Texte de lecture:
....

Voici ce que dit de la vie un jeune journaliste qui a échappé à la mort. Témoignage de Roger Auque, détenu comme otage au Liban pendant 10 mois dans un cachot sans lumière naturelle: "Quant à la peur (de la mort) elle est là, toujours. Le courage consiste à la maîtriser. Parce qu'on doit lutter pour ne pas mourir et que cette mort en sursis devient une compagne qui nous contraint à demeurer forts. Mais à demeurer seul durant des mois, on ouvre des portes sur un monde spirituel inconnu. Maintenant je sais qu'il y a un Dieu et que la vie est fragile." (Le Devoir, 31 octobre.)

Et pourtant, nous dit Sénèque, la vie ne vaut pas d'être achetée à n'importe quel prix: "C'est pourquoi le sage vit, non autant qu'il peut vivre, mais autant qu'il le doit. Il verra où il doit vivre, avec qui, comment, pourquoi: son unique pensée, c'est la valeur, non la durée de son existence. [...] Mourir tôt ou tard, peu importe; ce qui importe, c'est de bien ou mal mourir. Or bien mourir, c'est échapper au danger de mal vivre. [...] la vie ne vaut pas d'être achetée à n'importe quel prix." (Sénèque, Lettres à Lucilius, op. cit, p. 43.)

Voilà un texte sans équivoque pour le dossier de l'euthanasie! Mais le même Sénèque poursuit: "Parfois cependant, même si le sage est menacé d'une mort certaine et n'ignore pas le supplice qu'on lui réserve, il n'y prêtera pas lui-même la main. C'est sottise de mourir par crainte de la mort. Celui qui doit te tuer arrive: attends-le! pourquoi le devancer, pourquoi te charger d'une cruelle mission qui est l'affaire d'un autre [...] Socrate pouvait ne pas toucher à sa nourriture, plutôt que d'attendre le poison; et pourtant, il resta trente jours dans sa prison à attendre la mort. Certes, il ne se disait pas que tout peut arriver et qu'un si long temps permet toutes les espérances; mais il voulait se soumettre aux lois et permettre à ses amis de jouir de ses derniers jours." (Lettres à Lucilius, p. 43.)

....

Données fournies:
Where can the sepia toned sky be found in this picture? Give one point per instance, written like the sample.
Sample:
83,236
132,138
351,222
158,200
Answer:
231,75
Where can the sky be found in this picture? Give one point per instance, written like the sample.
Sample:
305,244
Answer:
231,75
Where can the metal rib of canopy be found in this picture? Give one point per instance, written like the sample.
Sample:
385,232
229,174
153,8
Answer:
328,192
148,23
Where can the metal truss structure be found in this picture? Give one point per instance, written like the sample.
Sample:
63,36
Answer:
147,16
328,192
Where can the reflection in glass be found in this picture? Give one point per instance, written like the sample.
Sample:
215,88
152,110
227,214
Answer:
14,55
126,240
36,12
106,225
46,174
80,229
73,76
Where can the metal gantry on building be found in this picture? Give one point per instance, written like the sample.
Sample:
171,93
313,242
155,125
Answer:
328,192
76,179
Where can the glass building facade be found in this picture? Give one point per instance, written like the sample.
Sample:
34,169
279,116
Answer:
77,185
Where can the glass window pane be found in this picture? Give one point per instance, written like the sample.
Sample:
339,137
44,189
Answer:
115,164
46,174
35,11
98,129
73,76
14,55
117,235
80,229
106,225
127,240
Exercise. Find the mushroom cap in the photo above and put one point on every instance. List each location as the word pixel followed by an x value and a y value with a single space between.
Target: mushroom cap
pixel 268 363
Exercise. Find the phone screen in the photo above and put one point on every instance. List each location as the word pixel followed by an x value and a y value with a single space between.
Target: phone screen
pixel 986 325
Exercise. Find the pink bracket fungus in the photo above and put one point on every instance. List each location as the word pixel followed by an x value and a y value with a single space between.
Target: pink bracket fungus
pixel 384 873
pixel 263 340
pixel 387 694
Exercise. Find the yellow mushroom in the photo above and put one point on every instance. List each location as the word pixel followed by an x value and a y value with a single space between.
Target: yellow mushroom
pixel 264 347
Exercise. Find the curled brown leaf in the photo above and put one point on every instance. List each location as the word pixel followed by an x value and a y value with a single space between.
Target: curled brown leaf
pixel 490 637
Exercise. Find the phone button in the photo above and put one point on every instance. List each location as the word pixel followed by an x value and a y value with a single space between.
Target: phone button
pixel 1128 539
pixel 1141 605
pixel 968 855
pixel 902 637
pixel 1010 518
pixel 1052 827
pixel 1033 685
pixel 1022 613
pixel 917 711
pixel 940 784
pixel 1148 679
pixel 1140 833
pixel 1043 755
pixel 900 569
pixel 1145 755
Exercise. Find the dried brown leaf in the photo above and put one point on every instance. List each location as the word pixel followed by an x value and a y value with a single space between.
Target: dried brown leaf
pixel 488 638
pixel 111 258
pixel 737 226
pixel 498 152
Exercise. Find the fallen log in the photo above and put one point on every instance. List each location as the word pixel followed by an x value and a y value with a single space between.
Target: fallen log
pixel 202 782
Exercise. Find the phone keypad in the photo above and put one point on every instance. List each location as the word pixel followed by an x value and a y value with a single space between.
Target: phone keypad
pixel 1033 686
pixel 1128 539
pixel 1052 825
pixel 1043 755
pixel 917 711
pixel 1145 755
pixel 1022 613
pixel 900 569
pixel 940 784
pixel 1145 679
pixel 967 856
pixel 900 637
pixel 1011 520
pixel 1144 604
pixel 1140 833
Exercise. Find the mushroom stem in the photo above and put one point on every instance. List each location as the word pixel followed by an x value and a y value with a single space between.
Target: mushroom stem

....

Consigne 1: D'après le texte de lecture, quelles sont les choses que le sage doit examiner au sujet de sa vie selon Sénèque ? Énumérez-les toutes.
Consigne 2: Résumez en une liste le paragraphe du texte de lecture qui commence par « Voici ce que dit de la vie », en conservant ses informations essentielles.
Consigne 3: Prolongez le texte de lecture par un paragraphe qui commence après la dernière phrase citée des Lettres à Lucilius.

Réponse 1:
- Où il doit vivre
- Avec qui
- Comment
- Pourquoi

Réponse 2:
- Roger Auque, jeune journaliste, a été détenu comme otage au Liban pendant 10 mois dans un cachot sans lumière naturelle.
- Selon lui, la peur de la mort est toujours présente, et le courage consiste à la maîtriser.
- Cette mort en sursis oblige à rester fort, car il faut lutter pour ne pas mourir.
- La solitude prolongée ouvre des portes sur un monde spirituel inconnu.
- Il affirme désormais savoir qu'il y a un Dieu et que la vie est fragile.
- Ce témoignage a paru dans Le Devoir du 31 octobre.

Réponse 3:
Par-delà les siècles, un philosophe contemporain rejoint Sénèque: "N'est digne de mourir que celui qui assume l'épreuve de vivre. La mort est un sacrement: ceux qui le refusent et ceux qui sont trop impatients de le recevoir commettent également un sacrilège. C'est sans doute le sens de la prière de Rilke: Seigneur, donne à chacun sa propre mort..." (G. Thibon, Le voile et le masque, p. 151.)

La mort de Socrate

Cette mort a fasciné les vivants de toutes les époques. On sait que Socrate a été emprisonné et condamné à mort parce que sa philosophie, soutenaient ses ennemis, troublait l'ordre de la cité. Dans l'Apologie de Socrate, où Platon a décrit son procès, on voit Socrate attendant sereinement de boire la ciguë et expliquant à ses juges son attitude devant la mort: "Craindre la mort, ce n'est rien d'autre que de passer pour sage alors qu'on ne l'est point, que de passer en effet pour savoir ce que l'on ne sait pas. Car de la mort, nul n'a de savoir, pas même celui de savoir si c'est là précisément pour l'homme le plus grand des biens; mais on la craint, comme si on savait parfaitement qu'il n'y a pas de plus grand mal! Comment ne pas voir là une ignorance justement qui est répréhensible, celle qui consiste à s'imaginer savoir ce que l'on ne sait pas?"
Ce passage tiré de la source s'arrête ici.